Region pointing data:
══════
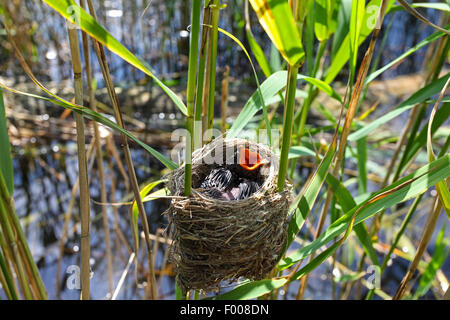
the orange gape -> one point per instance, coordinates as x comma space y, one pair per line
250, 160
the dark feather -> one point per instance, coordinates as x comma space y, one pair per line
246, 189
219, 178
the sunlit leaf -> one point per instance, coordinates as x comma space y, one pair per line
277, 20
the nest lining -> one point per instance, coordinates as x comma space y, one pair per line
217, 240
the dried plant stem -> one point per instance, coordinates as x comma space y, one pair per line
192, 74
82, 166
224, 100
199, 124
287, 125
346, 128
67, 218
99, 156
212, 60
425, 239
99, 50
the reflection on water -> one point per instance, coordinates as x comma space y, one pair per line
157, 32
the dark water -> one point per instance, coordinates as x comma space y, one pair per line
42, 197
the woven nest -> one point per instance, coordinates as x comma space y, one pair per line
217, 240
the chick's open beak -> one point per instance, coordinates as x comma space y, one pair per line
250, 160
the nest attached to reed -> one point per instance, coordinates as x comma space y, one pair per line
217, 240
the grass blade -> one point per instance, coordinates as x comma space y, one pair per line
6, 167
418, 97
276, 18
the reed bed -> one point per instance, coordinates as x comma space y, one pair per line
352, 212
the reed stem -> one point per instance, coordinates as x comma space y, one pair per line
213, 63
82, 166
192, 73
287, 125
199, 124
99, 157
100, 52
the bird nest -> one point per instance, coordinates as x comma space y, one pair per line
217, 240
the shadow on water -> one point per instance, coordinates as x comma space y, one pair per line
46, 166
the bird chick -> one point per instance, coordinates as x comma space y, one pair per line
236, 181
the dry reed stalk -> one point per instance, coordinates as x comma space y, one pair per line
13, 252
82, 166
100, 52
99, 156
425, 239
359, 85
67, 218
224, 99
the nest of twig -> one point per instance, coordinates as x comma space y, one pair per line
217, 240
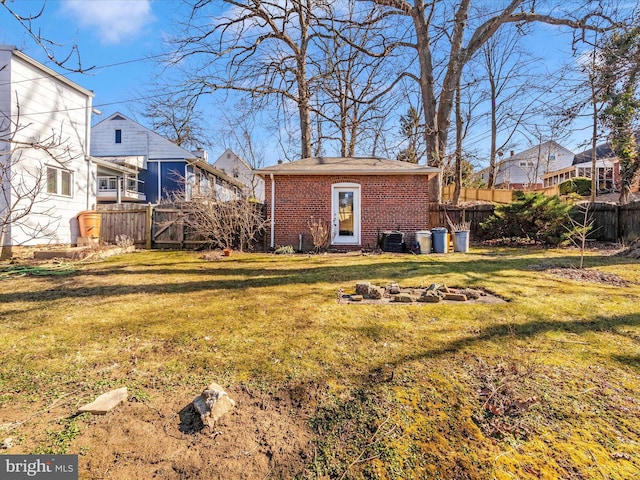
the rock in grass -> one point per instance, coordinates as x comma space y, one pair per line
429, 297
362, 288
458, 297
375, 292
213, 404
403, 298
106, 402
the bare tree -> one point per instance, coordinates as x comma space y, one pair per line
262, 49
235, 223
511, 93
435, 23
354, 94
69, 60
411, 130
620, 80
177, 118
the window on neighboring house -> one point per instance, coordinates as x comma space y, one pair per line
59, 182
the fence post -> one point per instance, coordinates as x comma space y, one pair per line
148, 226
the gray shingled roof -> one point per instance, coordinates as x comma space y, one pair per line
347, 165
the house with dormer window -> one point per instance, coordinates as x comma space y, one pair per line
135, 164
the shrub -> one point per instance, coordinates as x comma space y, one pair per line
320, 233
531, 215
579, 185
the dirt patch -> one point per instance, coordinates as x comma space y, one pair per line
397, 295
581, 274
265, 436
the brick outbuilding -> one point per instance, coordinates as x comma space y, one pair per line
358, 197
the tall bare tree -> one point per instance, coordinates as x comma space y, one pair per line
436, 23
512, 94
354, 92
620, 77
176, 117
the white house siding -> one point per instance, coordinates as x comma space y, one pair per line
136, 140
48, 107
237, 168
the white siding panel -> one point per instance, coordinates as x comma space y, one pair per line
136, 140
48, 110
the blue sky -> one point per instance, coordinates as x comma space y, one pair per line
119, 38
123, 38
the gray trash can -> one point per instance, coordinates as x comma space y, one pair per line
461, 241
423, 237
439, 240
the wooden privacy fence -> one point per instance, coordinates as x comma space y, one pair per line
611, 223
129, 220
149, 226
477, 214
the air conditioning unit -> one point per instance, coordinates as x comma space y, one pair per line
392, 241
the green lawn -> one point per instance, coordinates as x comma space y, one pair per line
544, 386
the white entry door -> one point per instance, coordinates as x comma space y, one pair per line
345, 211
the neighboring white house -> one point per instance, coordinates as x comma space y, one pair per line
136, 164
527, 168
233, 165
47, 176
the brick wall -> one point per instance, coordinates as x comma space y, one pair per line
387, 203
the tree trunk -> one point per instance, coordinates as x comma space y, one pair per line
459, 126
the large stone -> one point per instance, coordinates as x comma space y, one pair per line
429, 298
394, 289
375, 292
213, 404
457, 297
106, 402
362, 288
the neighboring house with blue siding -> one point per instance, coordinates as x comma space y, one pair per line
135, 164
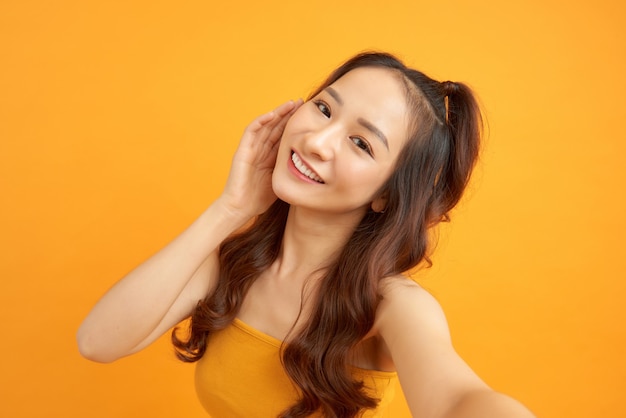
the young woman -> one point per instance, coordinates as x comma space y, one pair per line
293, 277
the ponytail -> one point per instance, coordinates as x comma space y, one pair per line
463, 122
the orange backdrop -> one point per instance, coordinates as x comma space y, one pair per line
118, 121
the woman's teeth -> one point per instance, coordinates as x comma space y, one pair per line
303, 168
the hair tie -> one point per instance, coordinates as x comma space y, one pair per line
449, 88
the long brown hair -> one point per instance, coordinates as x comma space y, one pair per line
429, 178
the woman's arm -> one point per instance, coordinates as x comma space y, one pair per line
165, 289
437, 383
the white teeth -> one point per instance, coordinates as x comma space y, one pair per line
304, 169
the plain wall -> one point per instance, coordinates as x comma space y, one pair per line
117, 125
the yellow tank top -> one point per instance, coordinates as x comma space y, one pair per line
240, 375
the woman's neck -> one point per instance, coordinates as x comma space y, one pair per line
312, 240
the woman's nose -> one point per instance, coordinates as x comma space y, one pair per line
324, 143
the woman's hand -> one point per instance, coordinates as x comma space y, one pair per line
248, 191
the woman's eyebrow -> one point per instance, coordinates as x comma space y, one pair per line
335, 95
368, 125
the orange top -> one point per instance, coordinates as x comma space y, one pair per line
240, 375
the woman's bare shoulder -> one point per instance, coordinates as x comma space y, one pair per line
404, 301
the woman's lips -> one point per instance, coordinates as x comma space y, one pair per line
304, 169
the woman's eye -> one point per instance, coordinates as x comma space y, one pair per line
361, 143
323, 107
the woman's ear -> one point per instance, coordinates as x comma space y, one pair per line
380, 203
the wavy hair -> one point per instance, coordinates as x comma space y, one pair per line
429, 178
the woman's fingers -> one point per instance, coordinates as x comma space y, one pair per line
279, 125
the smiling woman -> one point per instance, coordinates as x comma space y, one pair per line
293, 278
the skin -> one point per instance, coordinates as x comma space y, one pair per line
330, 137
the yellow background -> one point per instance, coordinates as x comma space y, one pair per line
118, 121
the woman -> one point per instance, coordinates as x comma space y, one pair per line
298, 265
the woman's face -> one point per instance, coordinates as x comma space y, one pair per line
339, 148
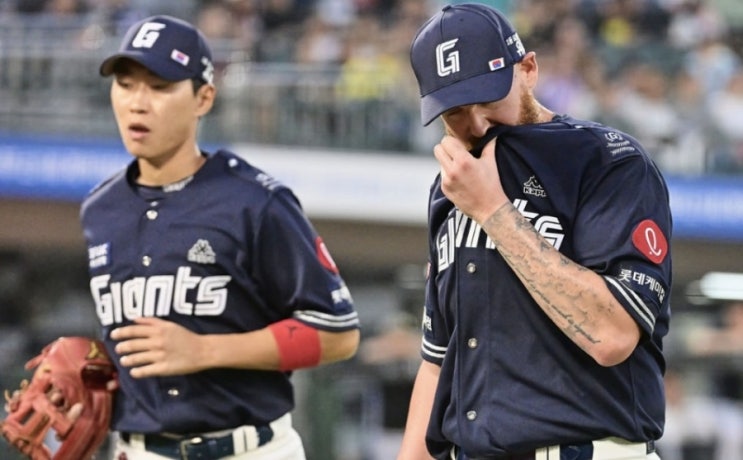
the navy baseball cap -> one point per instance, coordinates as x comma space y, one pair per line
169, 47
464, 55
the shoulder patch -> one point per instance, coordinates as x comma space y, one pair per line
650, 241
324, 256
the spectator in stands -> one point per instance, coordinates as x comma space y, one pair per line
566, 71
713, 62
645, 107
725, 110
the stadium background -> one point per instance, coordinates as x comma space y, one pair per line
319, 93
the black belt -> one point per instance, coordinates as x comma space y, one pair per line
567, 452
196, 447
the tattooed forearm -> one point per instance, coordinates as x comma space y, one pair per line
531, 257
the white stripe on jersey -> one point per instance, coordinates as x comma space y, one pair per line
634, 300
432, 350
327, 320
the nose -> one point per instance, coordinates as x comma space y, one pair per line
139, 99
479, 123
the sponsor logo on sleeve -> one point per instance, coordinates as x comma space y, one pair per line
650, 241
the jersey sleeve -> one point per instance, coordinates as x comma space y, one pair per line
435, 330
296, 271
623, 231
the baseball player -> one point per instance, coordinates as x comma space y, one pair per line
210, 284
548, 291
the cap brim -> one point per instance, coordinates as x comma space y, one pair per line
489, 87
155, 64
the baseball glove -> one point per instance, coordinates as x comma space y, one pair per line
70, 392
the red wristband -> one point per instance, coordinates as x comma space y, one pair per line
299, 344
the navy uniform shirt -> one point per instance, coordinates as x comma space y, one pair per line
510, 380
228, 250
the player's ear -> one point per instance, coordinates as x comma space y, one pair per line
205, 99
529, 68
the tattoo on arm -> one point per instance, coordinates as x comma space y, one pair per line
529, 266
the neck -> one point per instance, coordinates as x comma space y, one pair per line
153, 173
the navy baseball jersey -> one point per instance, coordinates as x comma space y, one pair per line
511, 381
227, 250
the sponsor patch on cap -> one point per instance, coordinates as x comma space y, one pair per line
180, 57
496, 64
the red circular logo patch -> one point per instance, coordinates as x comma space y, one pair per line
650, 241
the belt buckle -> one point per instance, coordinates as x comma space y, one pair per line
183, 445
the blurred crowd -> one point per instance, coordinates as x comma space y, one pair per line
669, 72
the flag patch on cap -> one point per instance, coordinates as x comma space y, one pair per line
180, 57
496, 64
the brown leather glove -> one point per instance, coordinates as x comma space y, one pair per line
══════
§ YOUR ASSIGNMENT: Starting with the line that contains "the belt buckle", return every line through the last one of the records, exactly as written.

§ EXERCISE RESPONSE:
the belt buckle -> one point per instance, coordinates as x comma space y, one pair per line
183, 445
the blurred crowd -> one point per instance, coordinates as x comma space y, one pair per line
669, 72
the flag patch on cap -> one point per instance, coordinates as x comma space y, one pair per line
180, 57
496, 64
the brown leather glove -> one point per instance, coordinates as x comma space y, one pair per line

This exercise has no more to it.